Information shown:
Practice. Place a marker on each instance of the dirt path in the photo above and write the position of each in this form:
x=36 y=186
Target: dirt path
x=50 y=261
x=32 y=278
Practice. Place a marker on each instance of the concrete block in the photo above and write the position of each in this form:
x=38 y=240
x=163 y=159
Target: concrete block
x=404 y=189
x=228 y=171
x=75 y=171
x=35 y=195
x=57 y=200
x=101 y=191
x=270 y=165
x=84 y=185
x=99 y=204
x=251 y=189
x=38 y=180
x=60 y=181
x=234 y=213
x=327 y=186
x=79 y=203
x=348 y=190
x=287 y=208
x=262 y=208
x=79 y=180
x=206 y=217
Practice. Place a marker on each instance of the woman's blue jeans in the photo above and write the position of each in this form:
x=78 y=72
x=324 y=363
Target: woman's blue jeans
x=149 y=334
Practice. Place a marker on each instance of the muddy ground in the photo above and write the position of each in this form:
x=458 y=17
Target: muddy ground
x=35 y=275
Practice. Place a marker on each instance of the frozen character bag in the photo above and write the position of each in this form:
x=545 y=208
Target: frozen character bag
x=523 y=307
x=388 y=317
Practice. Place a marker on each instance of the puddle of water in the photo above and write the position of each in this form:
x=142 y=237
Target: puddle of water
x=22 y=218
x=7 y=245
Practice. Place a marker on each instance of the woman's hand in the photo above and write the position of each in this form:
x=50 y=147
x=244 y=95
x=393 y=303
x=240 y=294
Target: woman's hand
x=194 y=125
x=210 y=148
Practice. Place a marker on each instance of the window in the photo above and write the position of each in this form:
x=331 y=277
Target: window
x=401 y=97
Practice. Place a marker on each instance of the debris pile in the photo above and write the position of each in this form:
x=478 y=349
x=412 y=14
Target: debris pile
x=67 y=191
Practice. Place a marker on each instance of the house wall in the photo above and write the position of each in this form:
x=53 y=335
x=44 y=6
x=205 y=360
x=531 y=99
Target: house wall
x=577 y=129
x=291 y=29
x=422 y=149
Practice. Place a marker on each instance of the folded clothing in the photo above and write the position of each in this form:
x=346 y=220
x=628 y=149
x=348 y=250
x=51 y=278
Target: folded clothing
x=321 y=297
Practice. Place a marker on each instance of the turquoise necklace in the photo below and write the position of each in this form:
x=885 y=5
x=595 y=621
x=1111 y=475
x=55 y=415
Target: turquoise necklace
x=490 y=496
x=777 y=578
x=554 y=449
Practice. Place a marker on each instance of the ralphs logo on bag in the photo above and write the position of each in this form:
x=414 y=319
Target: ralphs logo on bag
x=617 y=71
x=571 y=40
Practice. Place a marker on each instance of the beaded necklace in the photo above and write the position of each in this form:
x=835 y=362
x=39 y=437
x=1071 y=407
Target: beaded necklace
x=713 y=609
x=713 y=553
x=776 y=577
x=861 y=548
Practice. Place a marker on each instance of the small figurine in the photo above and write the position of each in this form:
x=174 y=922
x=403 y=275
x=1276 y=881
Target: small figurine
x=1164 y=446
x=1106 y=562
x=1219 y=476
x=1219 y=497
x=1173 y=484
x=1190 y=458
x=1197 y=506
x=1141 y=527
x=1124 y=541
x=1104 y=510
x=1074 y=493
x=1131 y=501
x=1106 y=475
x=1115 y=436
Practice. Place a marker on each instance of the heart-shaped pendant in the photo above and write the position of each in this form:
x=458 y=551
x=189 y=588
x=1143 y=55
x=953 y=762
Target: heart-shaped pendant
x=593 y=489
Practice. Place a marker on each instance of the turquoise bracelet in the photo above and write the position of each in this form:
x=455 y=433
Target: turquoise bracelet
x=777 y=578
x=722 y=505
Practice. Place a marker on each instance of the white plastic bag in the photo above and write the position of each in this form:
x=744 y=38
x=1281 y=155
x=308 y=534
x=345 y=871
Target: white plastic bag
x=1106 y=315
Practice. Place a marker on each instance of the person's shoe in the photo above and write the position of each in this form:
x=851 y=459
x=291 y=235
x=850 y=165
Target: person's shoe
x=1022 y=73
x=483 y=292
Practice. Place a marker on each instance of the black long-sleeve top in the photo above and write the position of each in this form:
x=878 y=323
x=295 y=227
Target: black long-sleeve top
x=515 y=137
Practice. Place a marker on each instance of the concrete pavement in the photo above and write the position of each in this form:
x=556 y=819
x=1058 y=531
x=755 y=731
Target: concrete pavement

Aim of the exercise: Repeat precisely, and with nothing added, every line from the one containing "x=308 y=534" to the last line of the listing above.

Solution to this problem:
x=308 y=534
x=345 y=871
Target: white plastic bag
x=1106 y=315
Practice. Place a marker on each instance of the person's shoe in the photo above and write the position of each in this form:
x=851 y=459
x=291 y=235
x=850 y=165
Target: person's shoe
x=1022 y=73
x=483 y=292
Practice. Place a marker on each instance of the black long-sleeve top in the photo above and write the position of each in this form:
x=878 y=323
x=295 y=227
Target: black long-sleeve top
x=515 y=137
Practice. Place a marker on each instance of the concrete pavement in the photo above and write the position of each in this form:
x=556 y=819
x=1058 y=531
x=755 y=731
Target: concrete pavement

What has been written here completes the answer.